> [AIM OF THE TASK]
Lines before the one containing "Could you please point out the fireplace" are left out; copy that line and every later line through the end of the data exactly.

[Rows from a pointing dataset]
◆ ◆ ◆

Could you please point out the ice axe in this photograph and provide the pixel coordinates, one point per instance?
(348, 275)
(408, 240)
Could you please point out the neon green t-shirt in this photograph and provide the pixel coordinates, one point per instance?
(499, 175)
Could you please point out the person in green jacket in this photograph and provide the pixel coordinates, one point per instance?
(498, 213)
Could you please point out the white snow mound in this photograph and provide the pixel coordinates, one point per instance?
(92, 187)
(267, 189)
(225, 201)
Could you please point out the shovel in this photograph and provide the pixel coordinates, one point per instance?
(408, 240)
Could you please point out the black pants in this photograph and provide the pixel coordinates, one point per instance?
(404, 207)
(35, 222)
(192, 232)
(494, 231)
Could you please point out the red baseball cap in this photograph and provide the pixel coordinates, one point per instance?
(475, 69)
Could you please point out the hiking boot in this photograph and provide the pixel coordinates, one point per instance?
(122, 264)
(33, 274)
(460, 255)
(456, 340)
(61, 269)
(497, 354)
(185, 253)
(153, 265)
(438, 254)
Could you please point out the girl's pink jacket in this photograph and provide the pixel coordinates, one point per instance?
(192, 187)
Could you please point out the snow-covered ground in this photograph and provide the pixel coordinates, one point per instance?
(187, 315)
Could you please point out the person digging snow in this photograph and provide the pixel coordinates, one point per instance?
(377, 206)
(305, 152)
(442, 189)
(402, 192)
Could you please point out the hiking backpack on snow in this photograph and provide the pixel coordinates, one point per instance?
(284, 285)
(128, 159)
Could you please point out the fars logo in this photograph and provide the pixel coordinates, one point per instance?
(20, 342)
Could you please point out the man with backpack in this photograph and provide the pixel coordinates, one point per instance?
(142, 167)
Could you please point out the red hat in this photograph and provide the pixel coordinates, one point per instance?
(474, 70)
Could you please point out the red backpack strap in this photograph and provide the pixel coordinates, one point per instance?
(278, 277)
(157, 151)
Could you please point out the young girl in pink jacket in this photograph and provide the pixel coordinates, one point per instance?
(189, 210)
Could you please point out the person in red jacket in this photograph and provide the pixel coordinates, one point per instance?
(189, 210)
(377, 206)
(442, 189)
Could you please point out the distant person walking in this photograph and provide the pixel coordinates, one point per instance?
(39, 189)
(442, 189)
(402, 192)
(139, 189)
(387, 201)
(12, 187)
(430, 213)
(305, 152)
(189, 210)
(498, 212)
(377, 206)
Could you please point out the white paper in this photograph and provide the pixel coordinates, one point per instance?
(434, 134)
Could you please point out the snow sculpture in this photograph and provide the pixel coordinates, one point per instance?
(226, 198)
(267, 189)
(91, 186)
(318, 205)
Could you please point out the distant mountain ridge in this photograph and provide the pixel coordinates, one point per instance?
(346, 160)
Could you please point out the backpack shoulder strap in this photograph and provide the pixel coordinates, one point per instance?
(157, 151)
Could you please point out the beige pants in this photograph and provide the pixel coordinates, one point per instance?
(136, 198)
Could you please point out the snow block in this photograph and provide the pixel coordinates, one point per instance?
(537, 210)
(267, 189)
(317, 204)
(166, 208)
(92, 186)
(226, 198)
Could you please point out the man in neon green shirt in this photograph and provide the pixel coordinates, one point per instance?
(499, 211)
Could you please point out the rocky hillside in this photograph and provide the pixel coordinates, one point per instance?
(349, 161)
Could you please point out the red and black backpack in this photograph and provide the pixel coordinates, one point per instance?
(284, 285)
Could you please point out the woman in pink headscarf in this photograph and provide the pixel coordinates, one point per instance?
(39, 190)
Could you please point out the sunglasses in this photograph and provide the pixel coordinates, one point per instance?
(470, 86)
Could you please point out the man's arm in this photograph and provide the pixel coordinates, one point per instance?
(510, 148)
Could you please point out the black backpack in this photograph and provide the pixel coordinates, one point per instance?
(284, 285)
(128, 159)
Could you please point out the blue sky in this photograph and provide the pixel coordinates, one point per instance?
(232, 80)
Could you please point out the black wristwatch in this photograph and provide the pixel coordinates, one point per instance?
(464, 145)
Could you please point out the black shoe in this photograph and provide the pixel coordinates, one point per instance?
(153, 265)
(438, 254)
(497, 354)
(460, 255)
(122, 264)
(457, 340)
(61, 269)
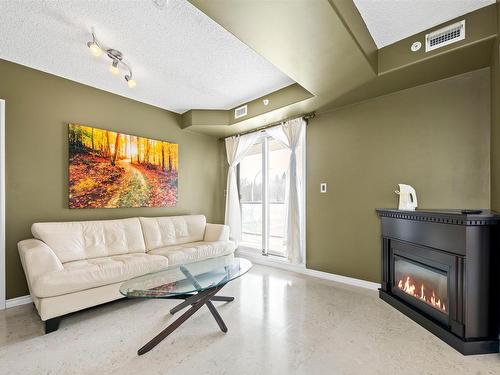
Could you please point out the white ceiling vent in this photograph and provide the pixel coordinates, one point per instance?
(240, 111)
(447, 35)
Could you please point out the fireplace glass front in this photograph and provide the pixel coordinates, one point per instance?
(424, 283)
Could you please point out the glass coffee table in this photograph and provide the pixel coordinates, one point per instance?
(196, 283)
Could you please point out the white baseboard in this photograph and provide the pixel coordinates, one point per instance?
(285, 265)
(24, 300)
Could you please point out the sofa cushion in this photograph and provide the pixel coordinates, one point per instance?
(80, 240)
(194, 251)
(85, 274)
(172, 230)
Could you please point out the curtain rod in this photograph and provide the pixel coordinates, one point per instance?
(306, 117)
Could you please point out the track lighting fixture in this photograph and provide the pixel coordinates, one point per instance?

◆ ◆ ◆

> [SOLUTION TO THIS EXERCISE]
Could you please point out the fireplace glass front in this photograph and provide the pixel coordinates, one point per instance?
(424, 283)
Could you please point out the glass coffee table in this photograph and provide the pixel coordinates, one point per instance?
(196, 283)
Could you please point out the white baseboard in this photograph and provide the pixel coordinates, one point per instance?
(285, 265)
(24, 300)
Could you please point out the sofa cushion in this photograph and provide the pixel coordinates, one point per instance?
(80, 240)
(194, 251)
(85, 274)
(172, 230)
Could you please point out the curtain rod in this photograph and provide the pixel coordinates, one point per instance?
(306, 117)
Could you please point out the track lighting fixture in this photograph and provide the pixel coordinates, one point per instance?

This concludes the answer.